Recast the stretch of the records below that opens with the line containing "Where can the dog's forehead" and closes with the line containing "x=212, y=73" as a Markdown table with the columns Row and Line. Give each line its row number and leave out blank lines.
----
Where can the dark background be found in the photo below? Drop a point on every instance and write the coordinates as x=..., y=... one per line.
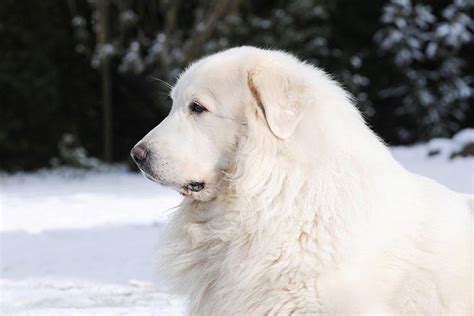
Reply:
x=83, y=79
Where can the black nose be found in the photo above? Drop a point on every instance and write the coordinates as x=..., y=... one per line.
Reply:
x=138, y=154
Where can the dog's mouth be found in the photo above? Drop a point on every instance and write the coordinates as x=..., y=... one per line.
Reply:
x=194, y=186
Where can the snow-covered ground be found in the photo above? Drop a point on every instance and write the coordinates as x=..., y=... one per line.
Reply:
x=83, y=242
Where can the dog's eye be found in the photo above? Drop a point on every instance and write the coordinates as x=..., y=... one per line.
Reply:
x=197, y=108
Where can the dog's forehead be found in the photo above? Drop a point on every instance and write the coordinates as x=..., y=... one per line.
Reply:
x=212, y=73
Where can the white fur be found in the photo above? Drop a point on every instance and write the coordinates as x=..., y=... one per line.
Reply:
x=305, y=211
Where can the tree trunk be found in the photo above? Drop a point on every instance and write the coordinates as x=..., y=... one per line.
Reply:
x=103, y=38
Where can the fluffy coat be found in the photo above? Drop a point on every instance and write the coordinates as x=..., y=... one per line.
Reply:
x=317, y=218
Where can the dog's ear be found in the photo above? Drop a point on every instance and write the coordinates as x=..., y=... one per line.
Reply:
x=278, y=93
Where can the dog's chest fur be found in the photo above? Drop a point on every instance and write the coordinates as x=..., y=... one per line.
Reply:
x=230, y=262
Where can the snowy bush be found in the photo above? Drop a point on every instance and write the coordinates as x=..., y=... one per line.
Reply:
x=434, y=83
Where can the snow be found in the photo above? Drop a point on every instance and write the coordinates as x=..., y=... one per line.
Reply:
x=84, y=242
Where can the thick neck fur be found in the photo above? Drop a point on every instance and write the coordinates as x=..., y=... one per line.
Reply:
x=276, y=200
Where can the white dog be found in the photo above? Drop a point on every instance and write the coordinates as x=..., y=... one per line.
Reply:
x=293, y=205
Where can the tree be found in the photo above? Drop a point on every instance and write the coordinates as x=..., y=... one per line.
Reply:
x=433, y=86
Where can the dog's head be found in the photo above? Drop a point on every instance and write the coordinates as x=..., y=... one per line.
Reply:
x=213, y=103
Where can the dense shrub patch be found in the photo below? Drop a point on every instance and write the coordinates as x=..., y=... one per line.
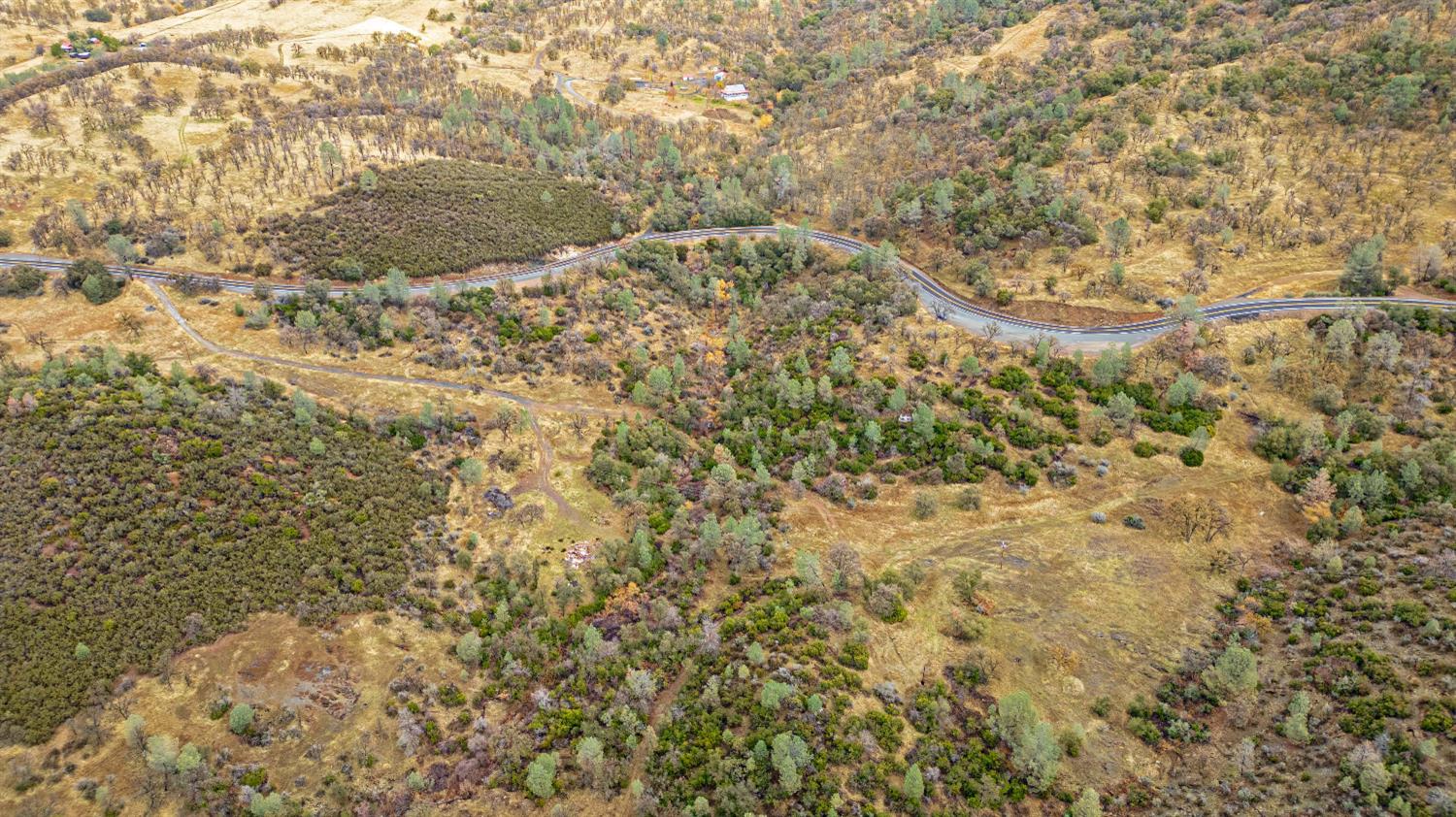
----
Answer for this exercise
| Row | Line |
|---|---|
| 1 | Where can the dog's forehead be found in the photo above? Drop a point on every instance and write the coordinates as x=..., y=... one per line. |
| 2 | Reply: |
| 3 | x=212, y=73 |